- WHAT THE TASK REQUIRES: For this exercise, copy exactly the lines below from the one with "Q: Point out every instance of the tall" through the one with "Q: Point out every instance of the tangled" and leave out the pictures.
== Segment start ==
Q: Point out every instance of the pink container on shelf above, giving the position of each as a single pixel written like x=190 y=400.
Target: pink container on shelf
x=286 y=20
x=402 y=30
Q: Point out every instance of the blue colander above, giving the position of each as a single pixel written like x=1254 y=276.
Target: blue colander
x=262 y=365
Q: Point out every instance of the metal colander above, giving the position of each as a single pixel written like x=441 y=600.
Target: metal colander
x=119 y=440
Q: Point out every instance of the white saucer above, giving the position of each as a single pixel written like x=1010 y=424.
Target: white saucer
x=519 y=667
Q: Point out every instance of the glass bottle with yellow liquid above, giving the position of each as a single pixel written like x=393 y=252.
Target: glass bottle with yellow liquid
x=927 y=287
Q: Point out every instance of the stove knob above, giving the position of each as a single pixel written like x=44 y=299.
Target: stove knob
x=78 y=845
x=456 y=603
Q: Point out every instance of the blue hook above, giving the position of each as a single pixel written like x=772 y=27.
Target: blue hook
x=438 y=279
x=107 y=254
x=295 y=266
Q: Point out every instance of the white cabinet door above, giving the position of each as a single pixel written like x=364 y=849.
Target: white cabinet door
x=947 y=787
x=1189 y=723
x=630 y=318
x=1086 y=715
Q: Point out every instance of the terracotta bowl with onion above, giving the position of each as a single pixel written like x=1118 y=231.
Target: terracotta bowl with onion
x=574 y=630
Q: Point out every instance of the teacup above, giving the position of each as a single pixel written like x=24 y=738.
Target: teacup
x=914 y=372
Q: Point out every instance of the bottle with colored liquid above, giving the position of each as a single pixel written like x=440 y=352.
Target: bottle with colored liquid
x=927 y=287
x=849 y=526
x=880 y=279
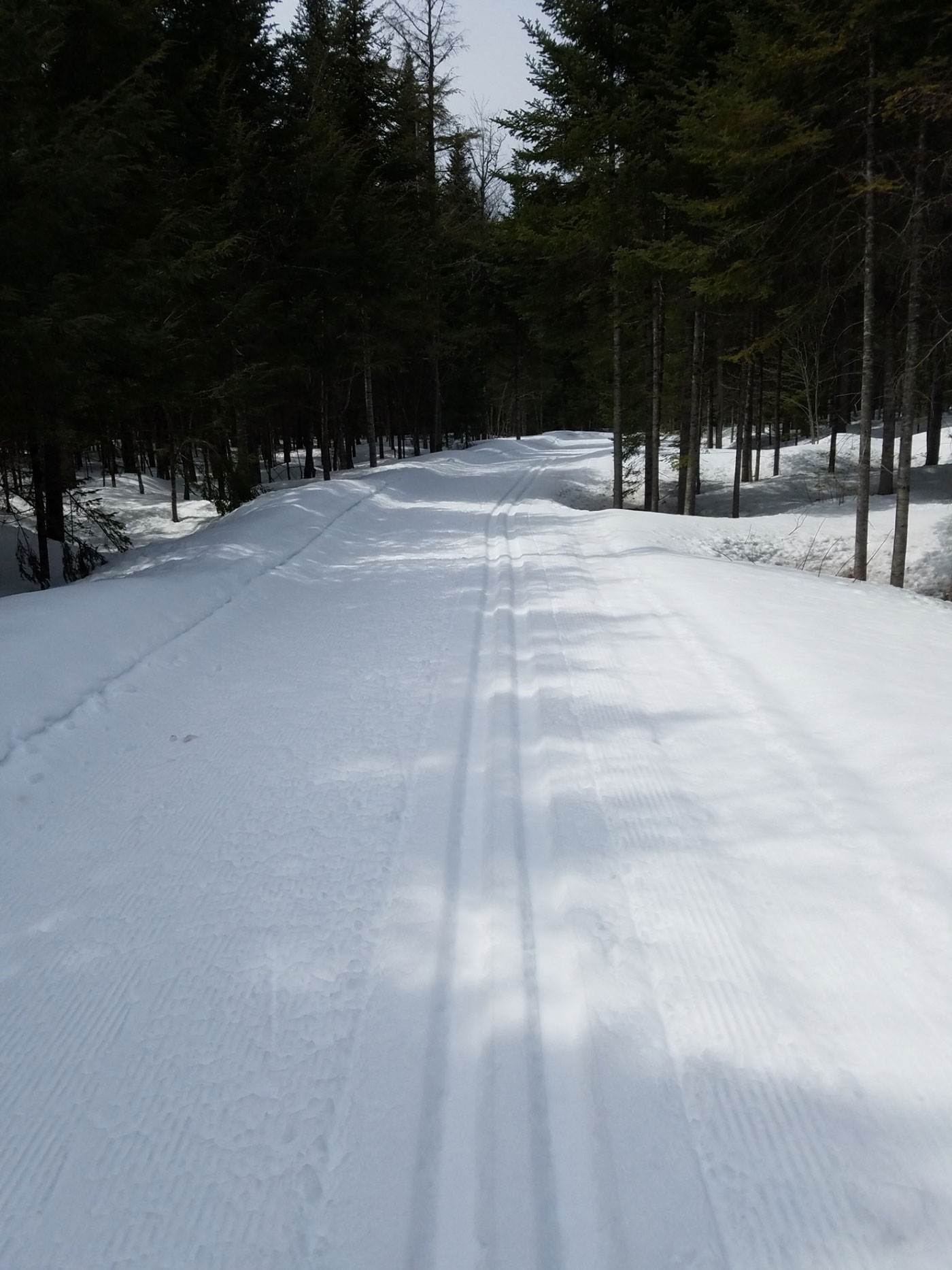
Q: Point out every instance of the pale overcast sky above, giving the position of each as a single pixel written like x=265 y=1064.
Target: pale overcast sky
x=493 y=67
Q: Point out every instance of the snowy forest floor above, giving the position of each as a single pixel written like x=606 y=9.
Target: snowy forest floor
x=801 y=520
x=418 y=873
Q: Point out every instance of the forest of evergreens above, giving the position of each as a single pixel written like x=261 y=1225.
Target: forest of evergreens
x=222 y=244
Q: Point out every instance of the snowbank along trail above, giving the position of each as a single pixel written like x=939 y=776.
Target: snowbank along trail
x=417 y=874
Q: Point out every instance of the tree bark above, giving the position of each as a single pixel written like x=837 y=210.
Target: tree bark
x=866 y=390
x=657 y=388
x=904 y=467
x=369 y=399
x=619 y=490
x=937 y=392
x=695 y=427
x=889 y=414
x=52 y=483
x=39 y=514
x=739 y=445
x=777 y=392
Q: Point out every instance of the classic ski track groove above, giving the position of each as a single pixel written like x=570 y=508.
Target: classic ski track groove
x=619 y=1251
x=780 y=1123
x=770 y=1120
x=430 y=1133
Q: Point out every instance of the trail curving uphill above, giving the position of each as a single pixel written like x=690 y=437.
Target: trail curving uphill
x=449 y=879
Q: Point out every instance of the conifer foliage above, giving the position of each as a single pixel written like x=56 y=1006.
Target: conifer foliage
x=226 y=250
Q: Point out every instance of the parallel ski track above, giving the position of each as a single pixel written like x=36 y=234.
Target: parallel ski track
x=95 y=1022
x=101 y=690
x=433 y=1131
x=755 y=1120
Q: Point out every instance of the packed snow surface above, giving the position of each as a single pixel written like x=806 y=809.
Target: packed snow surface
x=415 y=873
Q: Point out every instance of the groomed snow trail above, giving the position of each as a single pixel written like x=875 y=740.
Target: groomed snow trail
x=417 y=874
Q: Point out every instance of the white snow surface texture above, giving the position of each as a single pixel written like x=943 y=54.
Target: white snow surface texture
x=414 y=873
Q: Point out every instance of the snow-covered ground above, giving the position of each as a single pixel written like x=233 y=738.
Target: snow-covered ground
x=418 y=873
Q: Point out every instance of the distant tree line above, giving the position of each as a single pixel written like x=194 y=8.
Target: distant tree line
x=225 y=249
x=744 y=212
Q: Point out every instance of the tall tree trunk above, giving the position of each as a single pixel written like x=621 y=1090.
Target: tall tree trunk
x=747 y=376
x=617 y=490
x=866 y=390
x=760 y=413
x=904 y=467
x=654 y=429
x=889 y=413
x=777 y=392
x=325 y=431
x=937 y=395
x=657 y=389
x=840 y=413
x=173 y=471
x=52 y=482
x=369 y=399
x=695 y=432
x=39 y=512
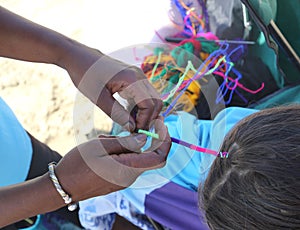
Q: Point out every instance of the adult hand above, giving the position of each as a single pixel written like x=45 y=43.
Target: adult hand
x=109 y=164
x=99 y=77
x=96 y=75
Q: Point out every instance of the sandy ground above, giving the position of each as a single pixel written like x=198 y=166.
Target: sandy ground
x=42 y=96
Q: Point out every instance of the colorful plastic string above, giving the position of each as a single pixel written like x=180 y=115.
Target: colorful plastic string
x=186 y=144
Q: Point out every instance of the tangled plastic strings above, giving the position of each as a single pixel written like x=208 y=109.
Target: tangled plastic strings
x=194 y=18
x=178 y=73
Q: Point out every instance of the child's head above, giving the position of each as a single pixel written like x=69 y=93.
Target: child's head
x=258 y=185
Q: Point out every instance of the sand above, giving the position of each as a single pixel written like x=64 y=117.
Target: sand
== Segment end ==
== Segment start ==
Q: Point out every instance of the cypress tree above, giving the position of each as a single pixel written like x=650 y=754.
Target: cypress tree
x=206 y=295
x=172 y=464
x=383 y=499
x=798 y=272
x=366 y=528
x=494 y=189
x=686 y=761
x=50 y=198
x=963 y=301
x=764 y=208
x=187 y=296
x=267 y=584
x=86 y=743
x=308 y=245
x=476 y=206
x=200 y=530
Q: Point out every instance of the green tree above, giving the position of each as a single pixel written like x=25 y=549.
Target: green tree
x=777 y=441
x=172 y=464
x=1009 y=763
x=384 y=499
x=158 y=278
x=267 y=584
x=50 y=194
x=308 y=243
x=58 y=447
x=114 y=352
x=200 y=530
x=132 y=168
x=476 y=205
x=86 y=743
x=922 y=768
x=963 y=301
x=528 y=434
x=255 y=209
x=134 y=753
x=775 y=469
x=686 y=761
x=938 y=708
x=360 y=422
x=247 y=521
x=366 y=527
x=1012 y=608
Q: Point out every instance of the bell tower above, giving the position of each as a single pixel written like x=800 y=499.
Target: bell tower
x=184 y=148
== Segment end ==
== Segment start ==
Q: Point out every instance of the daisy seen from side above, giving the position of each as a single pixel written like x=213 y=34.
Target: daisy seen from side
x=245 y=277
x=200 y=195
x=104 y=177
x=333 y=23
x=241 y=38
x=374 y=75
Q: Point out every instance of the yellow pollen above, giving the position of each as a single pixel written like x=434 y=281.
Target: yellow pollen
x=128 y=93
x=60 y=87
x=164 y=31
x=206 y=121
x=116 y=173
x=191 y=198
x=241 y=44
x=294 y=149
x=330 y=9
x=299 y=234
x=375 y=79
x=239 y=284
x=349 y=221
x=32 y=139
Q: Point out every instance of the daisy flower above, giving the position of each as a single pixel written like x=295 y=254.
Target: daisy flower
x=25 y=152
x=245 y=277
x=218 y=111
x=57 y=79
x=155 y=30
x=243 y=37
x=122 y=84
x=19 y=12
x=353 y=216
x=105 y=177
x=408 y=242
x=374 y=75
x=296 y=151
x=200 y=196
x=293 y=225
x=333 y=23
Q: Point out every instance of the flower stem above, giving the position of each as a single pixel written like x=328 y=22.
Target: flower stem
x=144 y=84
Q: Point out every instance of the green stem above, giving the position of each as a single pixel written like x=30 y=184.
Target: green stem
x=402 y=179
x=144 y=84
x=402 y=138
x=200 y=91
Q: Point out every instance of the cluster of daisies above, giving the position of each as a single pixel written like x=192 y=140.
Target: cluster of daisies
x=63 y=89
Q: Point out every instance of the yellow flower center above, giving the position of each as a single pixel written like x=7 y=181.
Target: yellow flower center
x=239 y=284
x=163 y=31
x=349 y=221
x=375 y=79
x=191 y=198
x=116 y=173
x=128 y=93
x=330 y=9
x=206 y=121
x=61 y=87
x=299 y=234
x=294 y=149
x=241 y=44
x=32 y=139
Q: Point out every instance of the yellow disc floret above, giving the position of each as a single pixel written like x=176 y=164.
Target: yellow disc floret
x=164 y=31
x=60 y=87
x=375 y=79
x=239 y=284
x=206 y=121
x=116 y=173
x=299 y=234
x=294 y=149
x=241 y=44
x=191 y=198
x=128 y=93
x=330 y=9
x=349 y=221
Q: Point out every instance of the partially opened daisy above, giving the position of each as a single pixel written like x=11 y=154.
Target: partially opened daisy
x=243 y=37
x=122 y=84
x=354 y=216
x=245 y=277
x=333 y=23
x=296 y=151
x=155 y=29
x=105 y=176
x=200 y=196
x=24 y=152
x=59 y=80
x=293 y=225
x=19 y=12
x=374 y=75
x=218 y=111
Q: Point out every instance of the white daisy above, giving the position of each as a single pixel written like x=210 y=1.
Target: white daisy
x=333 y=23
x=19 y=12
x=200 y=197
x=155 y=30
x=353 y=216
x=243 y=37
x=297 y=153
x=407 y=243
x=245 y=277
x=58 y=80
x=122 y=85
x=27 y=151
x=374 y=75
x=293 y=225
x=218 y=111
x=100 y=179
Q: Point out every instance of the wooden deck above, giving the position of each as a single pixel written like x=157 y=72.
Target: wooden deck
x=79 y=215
== Segment end ==
- ANSWER:
Q: Point out every instance of the tall tree trunk above, giving the position of each as a single pixel written like x=621 y=1090.
Target: tall tree trunk
x=747 y=376
x=617 y=490
x=866 y=390
x=760 y=413
x=904 y=467
x=654 y=429
x=889 y=413
x=777 y=392
x=325 y=431
x=937 y=395
x=657 y=389
x=840 y=413
x=173 y=471
x=52 y=482
x=369 y=399
x=695 y=432
x=39 y=512
Q: Point out every instance of the adult hand above, giving the position of each as a single pixel written like x=45 y=43.
Target: adult hand
x=109 y=164
x=99 y=77
x=96 y=75
Q: Point out every instance of the sandy ground above, giving the position of each as a single pixel written like x=198 y=166.
Target: sandy ground
x=42 y=96
Q: Point out every instance of the colorful plastic string above, giving the position of each as a single pixel written like x=180 y=115.
Target: colorful plastic string
x=186 y=144
Q: Point out every instance of the tangled plastic strings above, giving the position of each as a single pixel written like x=208 y=109.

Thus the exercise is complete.